• EXERCISE: Rewrite all the rows below as a numbered list, dropping any blank lines and leaving out the pictures.

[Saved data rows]
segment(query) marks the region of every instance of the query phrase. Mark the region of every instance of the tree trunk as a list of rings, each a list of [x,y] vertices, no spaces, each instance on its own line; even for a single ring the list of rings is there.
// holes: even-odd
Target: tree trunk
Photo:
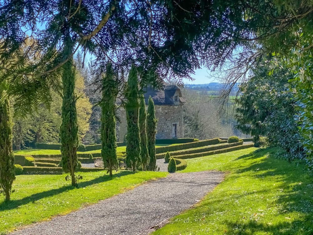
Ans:
[[[110,172],[110,176],[113,176],[112,174],[112,162],[111,159],[109,159],[109,171]]]

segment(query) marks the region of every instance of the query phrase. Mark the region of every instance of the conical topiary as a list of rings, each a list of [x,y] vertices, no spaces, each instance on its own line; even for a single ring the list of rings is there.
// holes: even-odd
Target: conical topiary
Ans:
[[[173,172],[176,171],[177,168],[176,165],[176,161],[173,158],[172,158],[168,163],[167,166],[167,170],[169,172]]]
[[[170,153],[167,151],[167,152],[165,154],[165,157],[164,158],[165,162],[168,162],[170,160],[170,158],[171,158],[171,155],[170,155]]]

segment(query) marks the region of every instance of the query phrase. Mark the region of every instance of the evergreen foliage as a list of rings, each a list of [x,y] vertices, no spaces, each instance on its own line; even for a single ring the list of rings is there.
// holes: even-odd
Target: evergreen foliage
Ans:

• WRITTEN ANSWER:
1. segment(query) marks the region of every instance of the query phrase. Mark the region of every instance of the tree trunk as a list of rings, each a list of [x,y] vertices, no spaces, each instance on its own line; even for a single ring the list of rings is there.
2. // holes: even-odd
3. Target: tree trunk
4. Photo:
5. Ans:
6. [[[110,172],[110,176],[113,176],[112,174],[112,162],[111,159],[109,159],[109,171]]]
7. segment(query) marks the region of every instance of the query phrase. Mark the region of every instance of the conical topiary as a list of rings, each a list of [x,y] vertices, no spaces, each instance on its own line; even for a single ring the list of rings is there.
8. // holes: even-odd
9. Target: conical topiary
10. Ans:
11. [[[173,172],[176,171],[177,168],[176,165],[176,161],[173,158],[172,158],[168,163],[167,166],[167,170],[169,172]]]
12. [[[170,153],[167,151],[167,152],[165,154],[165,157],[164,158],[165,162],[168,162],[170,160],[170,158],[171,158],[171,155],[170,155]]]
13. segment(query) marks the region of every instance of the query phrase. Mark the region of every instance of the evergreen foliage as a list of rings, each a list of [x,y] vertices, no spaces, each instance on its own line; even for a single ring the list of rings is there.
14. // holes: even-odd
15. Target: evergreen foliage
16. Ans:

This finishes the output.